◆ 指示と要件:
本文では、2位のチームとのゲーム差はいくつとされているか、答えてください。

◆ 本文:
愛すれどTigers


8連勝で独走態勢、桐敷がプロ初勝利

 今節は神宮球場でスワローズ3連戦。初戦は村上頌が好投し、石川を攻略してノイジーが5打点をあげる。2戦目は苦手になりかけていた吉村を攻略し、終盤に逆転して連勝。3戦目はまたも終盤で一気に突き放して、このカードは3勝0敗。続いて甲子園で復刻ユニフォームを着用してジャイアンツ戦。初戦は今季初登板の桐敷がプロ入り初勝利をあげる。2戦目は大竹とグリフィンの息詰まる投手戦。7回にリリーフ陣を打ちこみ大竹は6勝目でハーラーダービーのトップを維持。3戦目は才木が好投し、好投していた松井が降板したあとまたも7回にリリーフ陣を打ち崩してこのカードも3勝0敗。今節は6勝0敗。今季通算は31勝14敗1分で勝率.689で首位を独走。2位ベイスターズとは6.0差。8連勝して一気に優勝した2003年と同じペースで交流戦に突入することになった。

◆ データ行:
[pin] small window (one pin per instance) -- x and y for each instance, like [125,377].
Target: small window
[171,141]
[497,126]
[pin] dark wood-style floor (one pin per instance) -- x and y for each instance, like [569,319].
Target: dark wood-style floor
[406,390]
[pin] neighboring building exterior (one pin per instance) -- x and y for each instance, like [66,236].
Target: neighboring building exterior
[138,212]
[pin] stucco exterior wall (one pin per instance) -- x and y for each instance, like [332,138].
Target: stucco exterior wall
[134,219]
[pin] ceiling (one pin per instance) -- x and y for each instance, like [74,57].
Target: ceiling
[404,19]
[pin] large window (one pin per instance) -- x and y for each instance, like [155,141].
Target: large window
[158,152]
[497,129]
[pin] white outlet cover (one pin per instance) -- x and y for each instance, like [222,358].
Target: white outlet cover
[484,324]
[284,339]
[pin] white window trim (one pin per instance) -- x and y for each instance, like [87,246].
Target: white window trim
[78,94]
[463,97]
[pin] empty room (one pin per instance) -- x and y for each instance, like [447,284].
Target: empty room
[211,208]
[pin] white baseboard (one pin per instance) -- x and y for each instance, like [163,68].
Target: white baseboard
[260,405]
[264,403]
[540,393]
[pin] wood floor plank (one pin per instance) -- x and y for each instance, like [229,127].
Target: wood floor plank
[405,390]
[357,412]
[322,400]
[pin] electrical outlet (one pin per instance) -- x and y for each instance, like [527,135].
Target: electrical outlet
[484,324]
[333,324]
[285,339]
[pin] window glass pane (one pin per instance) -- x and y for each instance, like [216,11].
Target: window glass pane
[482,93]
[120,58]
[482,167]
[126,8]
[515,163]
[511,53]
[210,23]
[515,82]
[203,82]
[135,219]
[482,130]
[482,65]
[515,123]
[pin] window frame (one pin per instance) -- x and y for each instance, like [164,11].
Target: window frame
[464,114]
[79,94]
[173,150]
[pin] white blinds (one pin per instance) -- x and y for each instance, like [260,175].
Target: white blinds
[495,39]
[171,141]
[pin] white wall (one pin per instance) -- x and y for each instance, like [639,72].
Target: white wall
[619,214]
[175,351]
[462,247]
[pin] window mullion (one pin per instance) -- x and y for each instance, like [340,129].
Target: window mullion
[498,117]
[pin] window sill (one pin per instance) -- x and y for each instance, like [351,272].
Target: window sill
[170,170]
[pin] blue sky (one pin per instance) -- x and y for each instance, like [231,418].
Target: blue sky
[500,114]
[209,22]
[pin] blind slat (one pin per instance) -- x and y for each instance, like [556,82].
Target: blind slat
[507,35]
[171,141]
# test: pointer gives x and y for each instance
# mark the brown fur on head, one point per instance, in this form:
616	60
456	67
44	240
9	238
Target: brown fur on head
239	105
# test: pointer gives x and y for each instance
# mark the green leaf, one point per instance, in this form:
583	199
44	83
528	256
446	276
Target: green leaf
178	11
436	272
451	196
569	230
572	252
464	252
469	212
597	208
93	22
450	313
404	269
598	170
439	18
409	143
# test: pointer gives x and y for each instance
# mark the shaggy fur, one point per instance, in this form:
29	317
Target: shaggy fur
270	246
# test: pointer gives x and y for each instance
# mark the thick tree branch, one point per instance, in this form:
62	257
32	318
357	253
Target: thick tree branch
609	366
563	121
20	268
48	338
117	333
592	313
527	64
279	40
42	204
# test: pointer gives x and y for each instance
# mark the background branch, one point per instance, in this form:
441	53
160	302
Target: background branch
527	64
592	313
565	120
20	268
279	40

◆ 解答:
2位ベイスターズとは6.0差。